What you have to do
Some lines hold the string "Could". Copy all of them from the material that follows.

Listed entries
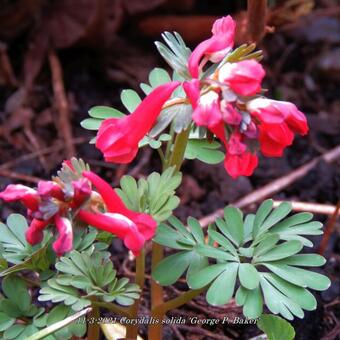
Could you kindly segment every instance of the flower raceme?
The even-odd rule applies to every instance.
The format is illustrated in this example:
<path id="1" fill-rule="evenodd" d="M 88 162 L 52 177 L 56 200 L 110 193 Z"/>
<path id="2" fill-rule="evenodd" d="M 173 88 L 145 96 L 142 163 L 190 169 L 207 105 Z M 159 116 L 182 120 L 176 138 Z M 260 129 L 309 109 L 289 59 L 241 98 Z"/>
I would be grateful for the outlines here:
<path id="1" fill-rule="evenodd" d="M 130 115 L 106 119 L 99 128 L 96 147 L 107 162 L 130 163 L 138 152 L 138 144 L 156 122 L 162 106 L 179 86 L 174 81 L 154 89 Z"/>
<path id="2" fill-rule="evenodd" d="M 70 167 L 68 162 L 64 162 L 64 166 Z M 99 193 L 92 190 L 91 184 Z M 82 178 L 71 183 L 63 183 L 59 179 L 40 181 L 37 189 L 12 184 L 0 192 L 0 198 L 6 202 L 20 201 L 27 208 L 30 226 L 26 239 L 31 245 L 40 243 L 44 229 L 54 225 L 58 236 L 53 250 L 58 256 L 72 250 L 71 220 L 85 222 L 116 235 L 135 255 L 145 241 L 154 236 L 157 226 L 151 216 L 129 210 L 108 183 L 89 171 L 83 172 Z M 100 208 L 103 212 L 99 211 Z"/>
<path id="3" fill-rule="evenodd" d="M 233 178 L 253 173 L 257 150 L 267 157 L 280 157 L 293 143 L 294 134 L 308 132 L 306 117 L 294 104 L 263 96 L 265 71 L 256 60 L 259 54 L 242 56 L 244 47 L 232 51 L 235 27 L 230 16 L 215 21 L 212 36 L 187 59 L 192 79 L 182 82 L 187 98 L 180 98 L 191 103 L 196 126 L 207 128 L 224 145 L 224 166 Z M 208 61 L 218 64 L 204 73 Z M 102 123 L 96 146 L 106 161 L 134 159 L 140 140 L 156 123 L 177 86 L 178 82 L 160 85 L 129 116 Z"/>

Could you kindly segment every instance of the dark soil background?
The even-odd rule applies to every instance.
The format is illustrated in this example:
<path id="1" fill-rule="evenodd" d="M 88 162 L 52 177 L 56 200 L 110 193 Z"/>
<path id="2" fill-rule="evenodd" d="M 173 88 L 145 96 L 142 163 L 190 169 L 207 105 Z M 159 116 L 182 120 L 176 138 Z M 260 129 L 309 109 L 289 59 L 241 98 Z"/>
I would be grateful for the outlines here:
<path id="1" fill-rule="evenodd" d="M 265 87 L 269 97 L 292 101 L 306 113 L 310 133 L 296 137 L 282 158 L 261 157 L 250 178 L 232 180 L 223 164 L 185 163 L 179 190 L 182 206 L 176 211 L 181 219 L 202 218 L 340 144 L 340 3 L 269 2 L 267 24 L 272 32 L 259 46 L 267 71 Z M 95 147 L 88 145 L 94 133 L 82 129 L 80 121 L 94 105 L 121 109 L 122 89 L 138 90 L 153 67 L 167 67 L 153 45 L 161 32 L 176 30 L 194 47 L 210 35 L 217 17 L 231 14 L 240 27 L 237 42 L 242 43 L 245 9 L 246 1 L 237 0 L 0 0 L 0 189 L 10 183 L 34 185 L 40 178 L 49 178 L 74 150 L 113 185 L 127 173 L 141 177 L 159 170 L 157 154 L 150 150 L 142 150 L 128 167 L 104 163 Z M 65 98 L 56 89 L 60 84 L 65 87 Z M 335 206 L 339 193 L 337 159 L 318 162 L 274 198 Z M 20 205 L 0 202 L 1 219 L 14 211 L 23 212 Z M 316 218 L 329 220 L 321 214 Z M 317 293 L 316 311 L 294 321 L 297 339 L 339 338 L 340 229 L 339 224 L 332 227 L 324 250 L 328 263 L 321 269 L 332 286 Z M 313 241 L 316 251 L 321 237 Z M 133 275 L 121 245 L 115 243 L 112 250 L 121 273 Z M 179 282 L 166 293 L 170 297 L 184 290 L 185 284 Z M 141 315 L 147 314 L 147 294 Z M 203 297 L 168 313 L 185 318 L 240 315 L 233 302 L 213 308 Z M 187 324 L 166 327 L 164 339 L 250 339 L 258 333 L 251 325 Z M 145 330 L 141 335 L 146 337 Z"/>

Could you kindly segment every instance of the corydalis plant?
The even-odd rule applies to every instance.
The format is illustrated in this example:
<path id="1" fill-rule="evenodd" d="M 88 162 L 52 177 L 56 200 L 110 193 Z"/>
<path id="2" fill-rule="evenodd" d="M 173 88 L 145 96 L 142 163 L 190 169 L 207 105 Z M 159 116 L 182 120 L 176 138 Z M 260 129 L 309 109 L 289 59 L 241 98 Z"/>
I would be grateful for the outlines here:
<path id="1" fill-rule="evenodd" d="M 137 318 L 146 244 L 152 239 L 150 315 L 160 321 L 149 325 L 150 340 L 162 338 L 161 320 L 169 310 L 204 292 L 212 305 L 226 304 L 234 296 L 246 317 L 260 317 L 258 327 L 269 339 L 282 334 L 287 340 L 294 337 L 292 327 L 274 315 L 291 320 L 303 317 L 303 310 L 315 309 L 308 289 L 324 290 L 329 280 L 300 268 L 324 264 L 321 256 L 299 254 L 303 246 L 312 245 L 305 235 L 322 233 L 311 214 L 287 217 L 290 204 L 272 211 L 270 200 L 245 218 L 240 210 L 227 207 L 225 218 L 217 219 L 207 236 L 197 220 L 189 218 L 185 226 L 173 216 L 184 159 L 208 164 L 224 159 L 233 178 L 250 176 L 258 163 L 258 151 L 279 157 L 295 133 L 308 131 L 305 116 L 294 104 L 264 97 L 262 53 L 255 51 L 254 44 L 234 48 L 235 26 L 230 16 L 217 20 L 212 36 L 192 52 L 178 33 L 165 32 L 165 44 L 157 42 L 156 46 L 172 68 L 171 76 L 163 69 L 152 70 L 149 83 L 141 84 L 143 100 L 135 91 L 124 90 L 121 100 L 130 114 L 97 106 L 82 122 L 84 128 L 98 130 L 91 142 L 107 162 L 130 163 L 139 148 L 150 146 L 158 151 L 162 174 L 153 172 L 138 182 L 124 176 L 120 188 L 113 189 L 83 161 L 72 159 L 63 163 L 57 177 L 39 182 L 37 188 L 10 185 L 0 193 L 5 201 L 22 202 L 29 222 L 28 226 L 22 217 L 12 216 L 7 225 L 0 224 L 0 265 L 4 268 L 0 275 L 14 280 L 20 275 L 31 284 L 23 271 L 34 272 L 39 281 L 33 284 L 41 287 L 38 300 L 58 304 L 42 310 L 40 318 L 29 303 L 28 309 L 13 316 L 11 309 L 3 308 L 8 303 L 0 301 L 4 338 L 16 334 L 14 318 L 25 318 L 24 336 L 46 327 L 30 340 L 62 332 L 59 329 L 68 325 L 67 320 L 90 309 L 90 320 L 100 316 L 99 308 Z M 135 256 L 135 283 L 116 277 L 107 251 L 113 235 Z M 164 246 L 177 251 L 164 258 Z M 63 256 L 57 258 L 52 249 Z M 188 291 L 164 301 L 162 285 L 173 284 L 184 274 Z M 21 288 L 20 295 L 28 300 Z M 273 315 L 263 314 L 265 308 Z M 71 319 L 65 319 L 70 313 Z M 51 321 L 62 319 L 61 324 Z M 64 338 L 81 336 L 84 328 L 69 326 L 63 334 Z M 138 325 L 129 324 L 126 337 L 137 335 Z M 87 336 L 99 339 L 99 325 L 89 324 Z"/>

Result below
Could you kindly segment every instance of the flower raceme?
Could you kindly segment every instance of the dark soil background?
Could you kindly segment every instance of the corydalis plant?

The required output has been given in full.